Testo del documento ::
:::

Arrigo Sacchi incorona l’Atalanta di Raffaele Palladino, definendola un modello di calcio coraggioso e l’antidoto alla noia del tatticismo.

Il calcio non è materia per ragionieri. Arrigo Sacchi lo ribadisce con forza, elevando l’Atalanta a modello di un gioco fatto di coraggio, aggressione e ricerca della vittoria attraverso lo spettacolo. L’ex commissario tecnico, intervenuto a La Gazzetta dello Sport, ha analizzato il calcio italiano, trovando nella squadra di Raffaele Palladino la perfetta antitesi alla noia e al tatticismo esasperato.

Il capolavoro di Palladino

Sacchi non usa mezzi termini per definire l’operato del tecnico nerazzurro: un “capolavoro”. Subentrare in una situazione complessa, dopo l’esonero di Ivan Juric e con l’ombra della lunga e vincente gestione di Gian Piero Gasperini, rappresentava una sfida enorme. Palladino è riuscito a ricostruire un’identità forte, basata su verticalità e ritmo, che ha trovato la sua massima espressione nella rimonta in Champions League contro il Borussia Dortmund. Un percorso che, secondo Sacchi, ha certificato la qualità del lavoro svolto a Zingonia.

:::

Materiale fornito ::
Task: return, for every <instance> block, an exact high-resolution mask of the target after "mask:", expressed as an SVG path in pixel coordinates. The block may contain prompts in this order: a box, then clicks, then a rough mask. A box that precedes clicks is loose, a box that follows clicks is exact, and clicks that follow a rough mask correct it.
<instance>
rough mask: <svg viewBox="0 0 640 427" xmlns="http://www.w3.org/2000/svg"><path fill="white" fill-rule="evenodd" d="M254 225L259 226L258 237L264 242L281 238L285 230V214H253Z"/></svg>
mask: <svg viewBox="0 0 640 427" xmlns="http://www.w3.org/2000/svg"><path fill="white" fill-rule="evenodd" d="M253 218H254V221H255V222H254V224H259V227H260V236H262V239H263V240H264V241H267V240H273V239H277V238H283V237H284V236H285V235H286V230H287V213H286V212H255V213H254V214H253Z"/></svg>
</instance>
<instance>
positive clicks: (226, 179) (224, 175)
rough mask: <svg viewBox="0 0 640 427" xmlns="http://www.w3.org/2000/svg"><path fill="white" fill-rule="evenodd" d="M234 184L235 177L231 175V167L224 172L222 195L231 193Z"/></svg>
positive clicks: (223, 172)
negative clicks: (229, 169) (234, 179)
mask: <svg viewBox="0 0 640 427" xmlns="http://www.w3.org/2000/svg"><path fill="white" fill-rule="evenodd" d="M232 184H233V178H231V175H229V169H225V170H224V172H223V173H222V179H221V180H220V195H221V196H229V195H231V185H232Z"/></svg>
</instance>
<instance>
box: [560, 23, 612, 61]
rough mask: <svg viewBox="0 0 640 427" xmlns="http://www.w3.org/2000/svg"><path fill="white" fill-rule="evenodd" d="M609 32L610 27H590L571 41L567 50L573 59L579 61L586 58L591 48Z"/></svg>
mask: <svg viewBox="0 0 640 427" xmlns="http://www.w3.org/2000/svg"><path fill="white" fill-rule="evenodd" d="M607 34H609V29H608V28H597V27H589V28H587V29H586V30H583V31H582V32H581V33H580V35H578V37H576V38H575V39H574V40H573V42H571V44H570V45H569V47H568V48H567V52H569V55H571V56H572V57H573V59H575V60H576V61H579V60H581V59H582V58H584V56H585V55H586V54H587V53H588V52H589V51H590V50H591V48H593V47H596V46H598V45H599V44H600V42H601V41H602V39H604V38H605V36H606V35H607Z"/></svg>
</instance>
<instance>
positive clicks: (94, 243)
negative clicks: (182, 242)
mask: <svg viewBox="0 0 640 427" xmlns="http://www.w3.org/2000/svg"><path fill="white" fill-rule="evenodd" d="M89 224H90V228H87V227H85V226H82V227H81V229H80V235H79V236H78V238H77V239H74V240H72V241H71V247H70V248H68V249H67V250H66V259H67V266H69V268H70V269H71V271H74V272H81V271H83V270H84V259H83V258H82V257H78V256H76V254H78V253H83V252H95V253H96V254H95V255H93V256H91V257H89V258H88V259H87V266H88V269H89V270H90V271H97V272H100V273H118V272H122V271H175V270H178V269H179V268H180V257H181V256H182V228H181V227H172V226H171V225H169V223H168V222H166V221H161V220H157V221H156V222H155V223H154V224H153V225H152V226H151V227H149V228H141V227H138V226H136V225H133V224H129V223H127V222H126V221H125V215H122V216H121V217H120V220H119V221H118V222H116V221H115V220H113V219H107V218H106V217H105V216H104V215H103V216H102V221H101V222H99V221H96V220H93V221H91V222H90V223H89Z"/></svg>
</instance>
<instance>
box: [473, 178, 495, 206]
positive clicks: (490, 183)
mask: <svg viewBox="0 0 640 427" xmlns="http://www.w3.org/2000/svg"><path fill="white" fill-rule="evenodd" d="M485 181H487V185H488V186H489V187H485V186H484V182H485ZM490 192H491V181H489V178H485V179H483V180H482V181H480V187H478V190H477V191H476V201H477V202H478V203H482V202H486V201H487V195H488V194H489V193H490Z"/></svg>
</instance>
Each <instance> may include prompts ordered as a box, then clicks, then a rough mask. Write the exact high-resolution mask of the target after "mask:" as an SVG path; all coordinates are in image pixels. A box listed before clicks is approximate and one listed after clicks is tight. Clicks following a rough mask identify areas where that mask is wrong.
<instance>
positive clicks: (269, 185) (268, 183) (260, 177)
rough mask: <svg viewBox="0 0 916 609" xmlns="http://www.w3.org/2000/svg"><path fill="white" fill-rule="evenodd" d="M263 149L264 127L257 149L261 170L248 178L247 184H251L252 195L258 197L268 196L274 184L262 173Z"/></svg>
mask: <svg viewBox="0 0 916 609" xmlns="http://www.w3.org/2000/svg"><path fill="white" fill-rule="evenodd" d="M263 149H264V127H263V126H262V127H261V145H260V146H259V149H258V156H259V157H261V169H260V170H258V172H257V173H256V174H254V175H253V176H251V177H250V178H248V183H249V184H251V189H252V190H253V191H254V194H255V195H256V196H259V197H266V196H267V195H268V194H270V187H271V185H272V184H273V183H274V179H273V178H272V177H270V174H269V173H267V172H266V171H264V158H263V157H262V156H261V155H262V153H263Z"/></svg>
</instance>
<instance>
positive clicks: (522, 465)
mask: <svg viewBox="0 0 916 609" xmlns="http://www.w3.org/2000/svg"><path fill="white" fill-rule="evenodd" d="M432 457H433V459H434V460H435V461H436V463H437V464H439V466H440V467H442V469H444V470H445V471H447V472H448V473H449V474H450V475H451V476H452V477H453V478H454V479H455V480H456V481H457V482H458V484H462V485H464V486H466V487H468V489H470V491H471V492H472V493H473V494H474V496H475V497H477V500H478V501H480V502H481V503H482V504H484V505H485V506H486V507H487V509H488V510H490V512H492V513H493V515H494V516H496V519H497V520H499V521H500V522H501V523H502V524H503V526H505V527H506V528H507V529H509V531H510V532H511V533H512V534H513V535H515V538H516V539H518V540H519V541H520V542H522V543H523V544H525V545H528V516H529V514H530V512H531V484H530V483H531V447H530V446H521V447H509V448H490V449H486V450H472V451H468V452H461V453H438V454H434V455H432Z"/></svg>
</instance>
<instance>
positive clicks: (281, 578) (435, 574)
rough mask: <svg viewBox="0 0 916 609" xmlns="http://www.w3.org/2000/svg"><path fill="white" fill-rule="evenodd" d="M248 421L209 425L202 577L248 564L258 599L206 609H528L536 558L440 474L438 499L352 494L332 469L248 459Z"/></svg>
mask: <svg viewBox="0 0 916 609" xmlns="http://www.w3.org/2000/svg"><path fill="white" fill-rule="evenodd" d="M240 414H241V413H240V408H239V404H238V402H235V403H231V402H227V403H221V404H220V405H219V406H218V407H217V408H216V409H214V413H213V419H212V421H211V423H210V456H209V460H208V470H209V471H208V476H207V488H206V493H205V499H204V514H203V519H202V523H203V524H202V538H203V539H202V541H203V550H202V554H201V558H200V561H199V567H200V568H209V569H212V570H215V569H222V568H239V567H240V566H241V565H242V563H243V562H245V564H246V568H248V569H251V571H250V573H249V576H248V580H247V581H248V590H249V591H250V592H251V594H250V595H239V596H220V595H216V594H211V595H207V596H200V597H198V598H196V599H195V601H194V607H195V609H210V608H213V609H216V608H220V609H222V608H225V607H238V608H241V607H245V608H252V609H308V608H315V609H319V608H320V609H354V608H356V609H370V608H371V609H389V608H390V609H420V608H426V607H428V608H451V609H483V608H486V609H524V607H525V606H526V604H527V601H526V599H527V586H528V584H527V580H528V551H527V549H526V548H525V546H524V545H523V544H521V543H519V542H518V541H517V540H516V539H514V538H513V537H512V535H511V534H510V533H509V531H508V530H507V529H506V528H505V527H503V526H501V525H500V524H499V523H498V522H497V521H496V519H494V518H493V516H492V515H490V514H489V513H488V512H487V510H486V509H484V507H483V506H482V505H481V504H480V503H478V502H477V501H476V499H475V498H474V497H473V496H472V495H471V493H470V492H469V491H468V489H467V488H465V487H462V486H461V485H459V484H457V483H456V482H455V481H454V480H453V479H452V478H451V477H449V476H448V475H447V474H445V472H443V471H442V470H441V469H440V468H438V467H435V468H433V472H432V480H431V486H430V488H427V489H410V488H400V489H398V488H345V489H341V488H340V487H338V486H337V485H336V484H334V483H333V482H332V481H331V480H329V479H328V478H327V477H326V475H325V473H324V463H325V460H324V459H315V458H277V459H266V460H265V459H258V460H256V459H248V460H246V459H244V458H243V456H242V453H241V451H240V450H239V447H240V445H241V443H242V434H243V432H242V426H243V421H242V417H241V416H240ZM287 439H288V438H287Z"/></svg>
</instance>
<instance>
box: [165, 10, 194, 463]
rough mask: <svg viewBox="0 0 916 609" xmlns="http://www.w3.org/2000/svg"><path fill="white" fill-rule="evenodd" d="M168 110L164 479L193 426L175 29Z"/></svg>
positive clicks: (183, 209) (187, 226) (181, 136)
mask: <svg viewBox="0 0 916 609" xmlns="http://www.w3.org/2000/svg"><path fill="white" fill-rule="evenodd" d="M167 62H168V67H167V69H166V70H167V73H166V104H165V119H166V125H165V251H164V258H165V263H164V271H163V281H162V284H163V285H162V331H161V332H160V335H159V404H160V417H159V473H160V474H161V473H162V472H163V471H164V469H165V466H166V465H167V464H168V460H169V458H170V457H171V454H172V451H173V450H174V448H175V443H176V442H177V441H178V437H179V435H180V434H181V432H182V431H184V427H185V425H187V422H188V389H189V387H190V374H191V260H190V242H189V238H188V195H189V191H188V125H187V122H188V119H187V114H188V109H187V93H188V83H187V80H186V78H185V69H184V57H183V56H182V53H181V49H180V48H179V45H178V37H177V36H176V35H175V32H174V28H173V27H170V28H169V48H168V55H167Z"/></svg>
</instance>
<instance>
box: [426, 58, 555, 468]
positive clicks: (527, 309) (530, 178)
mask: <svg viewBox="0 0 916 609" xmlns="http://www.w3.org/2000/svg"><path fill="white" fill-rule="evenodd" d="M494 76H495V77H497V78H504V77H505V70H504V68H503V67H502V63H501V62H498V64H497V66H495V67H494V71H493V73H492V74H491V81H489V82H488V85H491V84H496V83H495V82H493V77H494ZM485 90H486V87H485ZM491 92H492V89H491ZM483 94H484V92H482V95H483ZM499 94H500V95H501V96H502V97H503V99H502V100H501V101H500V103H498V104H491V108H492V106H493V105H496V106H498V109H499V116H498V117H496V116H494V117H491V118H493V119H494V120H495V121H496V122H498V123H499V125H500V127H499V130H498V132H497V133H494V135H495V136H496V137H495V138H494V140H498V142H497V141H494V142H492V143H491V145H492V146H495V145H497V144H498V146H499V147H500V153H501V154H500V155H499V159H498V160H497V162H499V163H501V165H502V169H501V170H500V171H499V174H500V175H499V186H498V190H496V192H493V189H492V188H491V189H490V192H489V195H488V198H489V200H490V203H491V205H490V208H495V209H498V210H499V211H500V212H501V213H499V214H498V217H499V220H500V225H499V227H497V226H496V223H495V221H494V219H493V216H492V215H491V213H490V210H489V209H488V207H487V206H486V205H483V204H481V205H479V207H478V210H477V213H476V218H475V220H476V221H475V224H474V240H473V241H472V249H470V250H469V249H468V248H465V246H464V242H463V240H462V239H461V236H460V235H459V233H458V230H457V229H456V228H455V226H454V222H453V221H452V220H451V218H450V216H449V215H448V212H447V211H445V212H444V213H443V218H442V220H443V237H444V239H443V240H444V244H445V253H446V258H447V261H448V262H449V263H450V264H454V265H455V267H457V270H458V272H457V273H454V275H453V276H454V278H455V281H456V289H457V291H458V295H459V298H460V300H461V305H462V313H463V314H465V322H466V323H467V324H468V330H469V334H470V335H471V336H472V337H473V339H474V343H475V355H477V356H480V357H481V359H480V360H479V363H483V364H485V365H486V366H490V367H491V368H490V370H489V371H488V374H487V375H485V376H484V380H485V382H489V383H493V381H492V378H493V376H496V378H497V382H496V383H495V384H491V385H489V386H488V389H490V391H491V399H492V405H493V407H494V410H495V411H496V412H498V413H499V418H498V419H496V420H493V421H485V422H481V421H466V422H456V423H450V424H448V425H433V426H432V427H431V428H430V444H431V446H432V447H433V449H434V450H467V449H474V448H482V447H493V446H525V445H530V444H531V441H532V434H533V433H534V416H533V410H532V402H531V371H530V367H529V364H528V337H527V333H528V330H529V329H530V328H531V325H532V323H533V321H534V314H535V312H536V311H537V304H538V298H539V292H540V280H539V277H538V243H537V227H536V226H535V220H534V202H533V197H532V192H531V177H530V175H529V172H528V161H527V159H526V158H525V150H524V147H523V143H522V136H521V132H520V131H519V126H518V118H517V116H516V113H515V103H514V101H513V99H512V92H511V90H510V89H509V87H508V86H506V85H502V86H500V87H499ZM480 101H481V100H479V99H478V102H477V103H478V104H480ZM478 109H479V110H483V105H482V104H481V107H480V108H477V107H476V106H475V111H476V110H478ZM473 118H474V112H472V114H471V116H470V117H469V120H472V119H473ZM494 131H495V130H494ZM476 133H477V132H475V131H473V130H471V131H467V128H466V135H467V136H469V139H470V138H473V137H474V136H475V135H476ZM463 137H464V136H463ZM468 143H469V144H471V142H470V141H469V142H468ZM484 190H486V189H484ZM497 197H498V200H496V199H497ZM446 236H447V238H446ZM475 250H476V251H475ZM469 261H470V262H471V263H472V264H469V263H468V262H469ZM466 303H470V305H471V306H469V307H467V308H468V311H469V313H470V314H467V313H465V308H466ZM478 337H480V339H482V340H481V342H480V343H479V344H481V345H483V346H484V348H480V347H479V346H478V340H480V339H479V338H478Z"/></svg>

:::

Compito A ::
Ricopia senza cambiare nulla il brano dell'articolo su Sacchi e l'Atalanta che parte da "Il capolavoro di" e va avanti fino a "svolto a Zingonia.".
Compito B ::
Rispondi a queste domande sull'articolo su Sacchi e l'Atalanta:
(i) A quale giornale ha parlato Arrigo Sacchi?
(ii) Quale allenatore era stato esonerato prima dell'arrivo di Palladino?
(iii) Contro quale squadra l'Atalanta ha fatto la rimonta in Champions League?
Compito C ::
Continua l'articolo su Sacchi e l'Atalanta partendo subito dopo l'ultima frase.

Risposta A ::
Il capolavoro di Palladino

Sacchi non usa mezzi termini per definire l’operato del tecnico nerazzurro: un “capolavoro”. Subentrare in una situazione complessa, dopo l’esonero di Ivan Juric e con l’ombra della lunga e vincente gestione di Gian Piero Gasperini, rappresentava una sfida enorme. Palladino è riuscito a ricostruire un’identità forte, basata su verticalità e ritmo, che ha trovato la sua massima espressione nella rimonta in Champions League contro il Borussia Dortmund. Un percorso che, secondo Sacchi, ha certificato la qualità del lavoro svolto a Zingonia.

Risposta B ::
(i) La Gazzetta dello Sport
(ii) Ivan Juric
(iii) Il Borussia Dortmund

Risposta C ::
La critica al calcio calcolatore

L’analisi di Sacchi parte da una critica feroce a un certo tipo di mentalità. L’ex c.t. ha raccontato di aver discusso con un amico, ex impiegato di banca, che giustificava le partite prudenti in vista del ritorno. “Questi ragionamenti funzionano in banca, ma non è così che s’interpreta il calcio”, ha tuonato Sacchi. Per lui, il gioco è “aggressione, fame, sacrificio, continua ricerca del gol”. Una filosofia che si scontra con la timidezza vista in altre sfide, come quella tra Como e Inter, e che trova invece piena applicazione nel modello Atalanta.

Un manifesto per la vittoria

La Dea si prepara ora ad affrontare la Lazio all’Olimpico in una semifinale di Coppa Italia che promette scintille. Sarà un confronto tra due squadre che, pur con stili diversi, non rinunciano a imporre il proprio gioco. Per Sacchi, questa è la strada maestra. La ricerca dello spettacolo non è un vezzo estetico, ma il percorso più efficace per arrivare al successo. “Se giochi bene, hai più possibilità di vincere. Se giochi male, hai più possibilità di perdere”, ha affermato, lanciando una frecciata ai “risultatisti”.